### THE TASK
Only the pictures stay out; every record is to be quoted exactly.
==== DATA PROVIDED ====
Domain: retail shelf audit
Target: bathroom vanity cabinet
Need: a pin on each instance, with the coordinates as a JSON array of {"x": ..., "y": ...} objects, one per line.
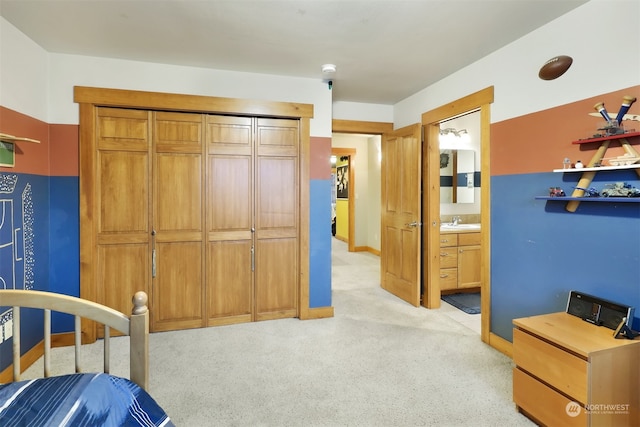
[
  {"x": 459, "y": 260},
  {"x": 572, "y": 373}
]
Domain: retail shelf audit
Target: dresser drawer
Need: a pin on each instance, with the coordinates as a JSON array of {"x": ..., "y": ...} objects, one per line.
[
  {"x": 448, "y": 240},
  {"x": 545, "y": 404},
  {"x": 553, "y": 365},
  {"x": 448, "y": 278},
  {"x": 449, "y": 257}
]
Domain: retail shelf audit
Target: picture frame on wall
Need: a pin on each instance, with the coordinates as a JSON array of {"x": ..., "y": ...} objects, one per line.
[
  {"x": 342, "y": 182},
  {"x": 7, "y": 154}
]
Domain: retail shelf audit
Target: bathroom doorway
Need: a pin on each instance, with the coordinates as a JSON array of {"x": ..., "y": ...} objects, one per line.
[{"x": 431, "y": 122}]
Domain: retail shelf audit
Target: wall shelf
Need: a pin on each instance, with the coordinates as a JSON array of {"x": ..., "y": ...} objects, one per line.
[
  {"x": 598, "y": 169},
  {"x": 591, "y": 199},
  {"x": 11, "y": 138},
  {"x": 607, "y": 138}
]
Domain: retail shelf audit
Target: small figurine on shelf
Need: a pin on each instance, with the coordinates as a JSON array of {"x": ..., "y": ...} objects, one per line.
[
  {"x": 620, "y": 189},
  {"x": 588, "y": 192},
  {"x": 556, "y": 192}
]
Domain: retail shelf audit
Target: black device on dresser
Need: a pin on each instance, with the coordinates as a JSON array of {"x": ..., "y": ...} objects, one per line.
[{"x": 599, "y": 311}]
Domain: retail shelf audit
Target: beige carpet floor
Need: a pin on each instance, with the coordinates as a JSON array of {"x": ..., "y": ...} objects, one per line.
[{"x": 378, "y": 362}]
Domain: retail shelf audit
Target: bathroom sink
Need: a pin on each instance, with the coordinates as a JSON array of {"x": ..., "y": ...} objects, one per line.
[{"x": 460, "y": 226}]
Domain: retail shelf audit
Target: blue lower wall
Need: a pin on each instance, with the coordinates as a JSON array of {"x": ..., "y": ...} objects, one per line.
[
  {"x": 320, "y": 244},
  {"x": 64, "y": 244},
  {"x": 540, "y": 252},
  {"x": 24, "y": 251}
]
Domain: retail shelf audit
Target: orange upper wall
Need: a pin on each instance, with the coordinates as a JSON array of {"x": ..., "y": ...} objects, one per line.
[
  {"x": 538, "y": 142},
  {"x": 57, "y": 153}
]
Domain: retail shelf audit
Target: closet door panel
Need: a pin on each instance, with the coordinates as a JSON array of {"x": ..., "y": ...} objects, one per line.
[
  {"x": 276, "y": 267},
  {"x": 276, "y": 218},
  {"x": 230, "y": 295},
  {"x": 276, "y": 199},
  {"x": 122, "y": 273},
  {"x": 179, "y": 192},
  {"x": 229, "y": 194},
  {"x": 120, "y": 207},
  {"x": 178, "y": 286},
  {"x": 122, "y": 130},
  {"x": 278, "y": 137},
  {"x": 123, "y": 195},
  {"x": 229, "y": 208},
  {"x": 230, "y": 135}
]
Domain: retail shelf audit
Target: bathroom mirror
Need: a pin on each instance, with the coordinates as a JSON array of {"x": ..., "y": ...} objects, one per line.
[{"x": 457, "y": 176}]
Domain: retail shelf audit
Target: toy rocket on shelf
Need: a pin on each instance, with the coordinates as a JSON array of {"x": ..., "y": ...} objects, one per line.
[
  {"x": 613, "y": 130},
  {"x": 613, "y": 124}
]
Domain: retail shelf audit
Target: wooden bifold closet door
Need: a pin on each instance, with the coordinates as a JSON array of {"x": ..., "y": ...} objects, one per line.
[{"x": 201, "y": 211}]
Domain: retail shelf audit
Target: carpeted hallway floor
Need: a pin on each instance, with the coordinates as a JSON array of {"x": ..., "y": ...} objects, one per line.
[{"x": 378, "y": 362}]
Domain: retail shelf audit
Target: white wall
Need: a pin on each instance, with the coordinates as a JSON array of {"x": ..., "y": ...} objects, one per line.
[
  {"x": 362, "y": 112},
  {"x": 40, "y": 84},
  {"x": 23, "y": 73},
  {"x": 602, "y": 37}
]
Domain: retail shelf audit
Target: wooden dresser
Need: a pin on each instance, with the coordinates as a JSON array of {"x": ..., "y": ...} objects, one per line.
[{"x": 572, "y": 373}]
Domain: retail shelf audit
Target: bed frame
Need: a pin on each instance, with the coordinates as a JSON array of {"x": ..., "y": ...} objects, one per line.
[{"x": 136, "y": 326}]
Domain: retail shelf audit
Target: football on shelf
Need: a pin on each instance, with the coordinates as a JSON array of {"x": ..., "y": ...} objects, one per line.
[{"x": 555, "y": 67}]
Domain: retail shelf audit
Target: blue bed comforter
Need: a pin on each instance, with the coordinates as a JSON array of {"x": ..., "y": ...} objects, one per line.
[{"x": 79, "y": 400}]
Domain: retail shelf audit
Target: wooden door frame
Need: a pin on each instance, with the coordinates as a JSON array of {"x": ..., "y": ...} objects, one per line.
[
  {"x": 356, "y": 127},
  {"x": 351, "y": 153},
  {"x": 481, "y": 101},
  {"x": 89, "y": 98}
]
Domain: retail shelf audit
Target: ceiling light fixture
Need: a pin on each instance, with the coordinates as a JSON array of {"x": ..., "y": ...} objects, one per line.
[{"x": 329, "y": 68}]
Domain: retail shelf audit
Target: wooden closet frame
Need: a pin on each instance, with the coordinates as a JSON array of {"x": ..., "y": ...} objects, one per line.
[{"x": 89, "y": 98}]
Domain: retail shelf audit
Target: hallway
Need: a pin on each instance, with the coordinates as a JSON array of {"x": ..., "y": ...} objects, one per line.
[{"x": 357, "y": 274}]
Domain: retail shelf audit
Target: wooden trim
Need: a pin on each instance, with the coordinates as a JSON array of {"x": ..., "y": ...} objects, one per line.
[
  {"x": 459, "y": 106},
  {"x": 196, "y": 103},
  {"x": 354, "y": 126},
  {"x": 480, "y": 100},
  {"x": 304, "y": 243},
  {"x": 367, "y": 249},
  {"x": 88, "y": 224},
  {"x": 503, "y": 346},
  {"x": 26, "y": 360}
]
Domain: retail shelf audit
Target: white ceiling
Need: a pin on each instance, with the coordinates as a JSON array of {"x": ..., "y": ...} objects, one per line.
[{"x": 385, "y": 50}]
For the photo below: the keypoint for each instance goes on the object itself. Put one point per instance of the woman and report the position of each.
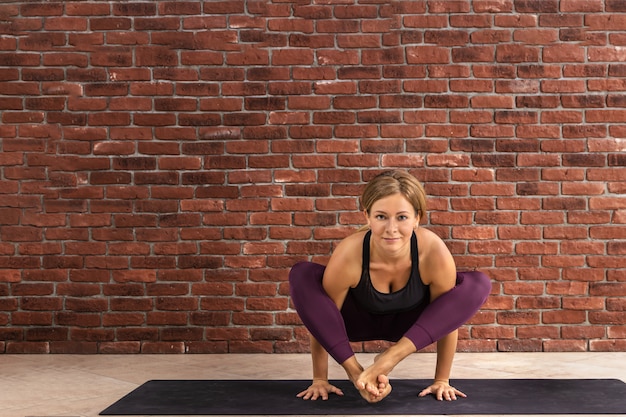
(392, 280)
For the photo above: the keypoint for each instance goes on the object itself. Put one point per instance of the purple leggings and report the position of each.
(335, 329)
====
### SOLUTION
Domain: retail shelf audit
Target: bathroom vanity cabinet
Need: a pin on each instance, with the coordinates as a JSON array of {"x": ..., "y": ...} objects, one per line.
[
  {"x": 459, "y": 260},
  {"x": 572, "y": 373}
]
Domain: retail shelf audit
Target: dresser drawer
Need: a pin on each instance, with the coordinates as a JSON array of {"x": ..., "y": ...} objects, one per line.
[
  {"x": 448, "y": 240},
  {"x": 545, "y": 404},
  {"x": 553, "y": 365},
  {"x": 448, "y": 278},
  {"x": 449, "y": 257}
]
Domain: retail shelf audit
Target: picture frame on wall
Need: a pin on each instance, with the coordinates as a JSON array of {"x": ..., "y": ...} objects, one per line.
[
  {"x": 342, "y": 182},
  {"x": 7, "y": 154}
]
Domain: retail shelf audit
Target: bathroom doorway
Need: a pin on each instance, with the coordinates as a JSON array of {"x": ..., "y": ...} objects, one per line.
[{"x": 431, "y": 122}]
Domain: retail shelf audit
Target: wall shelf
Need: a pin on each instance, with the coordinates as a JSON array of {"x": ..., "y": ...} objects, one per line.
[
  {"x": 598, "y": 169},
  {"x": 591, "y": 199},
  {"x": 11, "y": 138},
  {"x": 607, "y": 138}
]
Domain: retail shelf audit
Target: small figurine on shelf
Need: a pin on each instance, with the coordinates as a JSON array of {"x": ..., "y": ...} objects, one per line.
[
  {"x": 620, "y": 189},
  {"x": 588, "y": 192},
  {"x": 556, "y": 192}
]
Domain: retail shelf audit
Target: black device on dresser
Need: a pin on each instance, with the coordinates as a JSON array of {"x": ..., "y": ...} objects, one per line.
[{"x": 599, "y": 311}]
Domain: retail shelf audit
Target: beige carpet floor
Need: a pin on each instance, with the coordinates as a JSON array of {"x": ..., "y": ...} objects, one per line.
[{"x": 378, "y": 362}]
Domain: retail shelf audit
Target: bathroom sink
Need: a pin on each instance, with the coordinates as a JSON array of {"x": ..., "y": ...} objects, one per line.
[{"x": 460, "y": 226}]
Domain: retail shelf audit
Target: blue lower wall
Need: a pin on each instance, with the coordinates as a JSON array of {"x": ..., "y": ...} objects, one per line.
[
  {"x": 320, "y": 244},
  {"x": 64, "y": 244},
  {"x": 540, "y": 252},
  {"x": 24, "y": 251}
]
Domain: retail shelf audit
Target: orange upper wall
Need: a pin on each instance, with the coordinates as a JSON array of {"x": ..., "y": ...} objects, one per line.
[
  {"x": 538, "y": 142},
  {"x": 57, "y": 153}
]
Domain: retail shelf audit
Target: closet door panel
Need: a pin on each instance, with the coordinates as a JSON array of {"x": ..., "y": ...} objects, one per line.
[
  {"x": 276, "y": 267},
  {"x": 276, "y": 218},
  {"x": 230, "y": 295},
  {"x": 276, "y": 199},
  {"x": 122, "y": 273},
  {"x": 179, "y": 192},
  {"x": 229, "y": 194},
  {"x": 120, "y": 207},
  {"x": 178, "y": 286},
  {"x": 122, "y": 130},
  {"x": 278, "y": 137},
  {"x": 123, "y": 195},
  {"x": 229, "y": 208},
  {"x": 230, "y": 135}
]
Domain: retail shelf audit
Target: bathroom mirror
Need: a pin on each instance, with the coordinates as a JSON array of {"x": ..., "y": ...} objects, one per line.
[{"x": 457, "y": 176}]
Domain: retail shelf audit
Target: toy rocket on shelf
Need: a pin on each instance, with the coordinates as a JSON array of {"x": ..., "y": ...} objects, one per line.
[
  {"x": 613, "y": 130},
  {"x": 613, "y": 124}
]
Domain: retail shelf audit
Target: wooden bifold closet door
Need: a pin on each instance, with the coordinates as a JSON array of {"x": ..., "y": ...} objects, one per line.
[{"x": 201, "y": 211}]
Domain: retail shelf audit
Target: carpeted hallway floor
Need: a pin on each instance, with the coordinates as a JSON array of {"x": ..., "y": ...} objects, one per line.
[{"x": 378, "y": 362}]
Domain: retail shelf audit
Target: white wall
Need: a pin on each instance, with the coordinates as a JSON array of {"x": ..., "y": ...} objects, one per line.
[
  {"x": 362, "y": 112},
  {"x": 40, "y": 84},
  {"x": 23, "y": 73},
  {"x": 602, "y": 37}
]
Domain: retail shelf audit
Target: wooden dresser
Need: a pin on each instance, with the coordinates as a JSON array of {"x": ..., "y": ...} objects, one per line.
[{"x": 572, "y": 373}]
Domain: retail shelf audit
Target: bed frame
Need: a pin on each instance, with the coordinates as a JSON array of {"x": ..., "y": ...} objects, one per line.
[{"x": 136, "y": 326}]
Domain: retail shelf audit
Target: football on shelf
Need: a pin on each instance, with the coordinates as a JSON array of {"x": ..., "y": ...} objects, one per line.
[{"x": 555, "y": 67}]
Domain: retail shelf audit
Target: blue bed comforter
Need: a pin on each instance, with the coordinates as a JSON array of {"x": ..., "y": ...} objects, one per line.
[{"x": 79, "y": 400}]
Domain: retail shelf audit
Target: wooden door frame
Need: a pin on each instance, with the coordinates as a JSON array of {"x": ..., "y": ...} objects, one per line.
[
  {"x": 356, "y": 127},
  {"x": 351, "y": 153},
  {"x": 481, "y": 101},
  {"x": 89, "y": 98}
]
Domain: retail shelf audit
Target: ceiling light fixture
Need: a pin on each instance, with the coordinates as a JSON array of {"x": ..., "y": ...} objects, one per line.
[{"x": 329, "y": 68}]
Domain: retail shelf audit
Target: wooden closet frame
Need: a pin on each instance, with the coordinates as a JSON array of {"x": ..., "y": ...} objects, one per line.
[{"x": 89, "y": 98}]
Domain: retail shelf audit
Target: hallway
Need: a pin on each instance, with the coordinates as a JSON array of {"x": ..., "y": ...} objects, one per line.
[{"x": 357, "y": 274}]
Domain: retail shelf audit
Target: wooden trim
Need: a pin on each instance, with the coordinates as a JSON array of {"x": ..., "y": ...} objects, one per line.
[
  {"x": 459, "y": 106},
  {"x": 196, "y": 103},
  {"x": 354, "y": 126},
  {"x": 480, "y": 100},
  {"x": 304, "y": 243},
  {"x": 367, "y": 249},
  {"x": 88, "y": 224},
  {"x": 503, "y": 346},
  {"x": 26, "y": 360}
]
Domain: retail shelf audit
Target: white ceiling
Need: a pin on each instance, with the coordinates as a JSON array of {"x": ..., "y": ...} objects, one per line.
[{"x": 385, "y": 50}]
For the photo below: the keypoint for each instance goes on the object itself. Put one point per instance of the woman and report the position of each.
(392, 280)
For the photo above: the keypoint for each instance goes on the object itself. Put one point per instance of the purple leggings and report the position of each.
(335, 329)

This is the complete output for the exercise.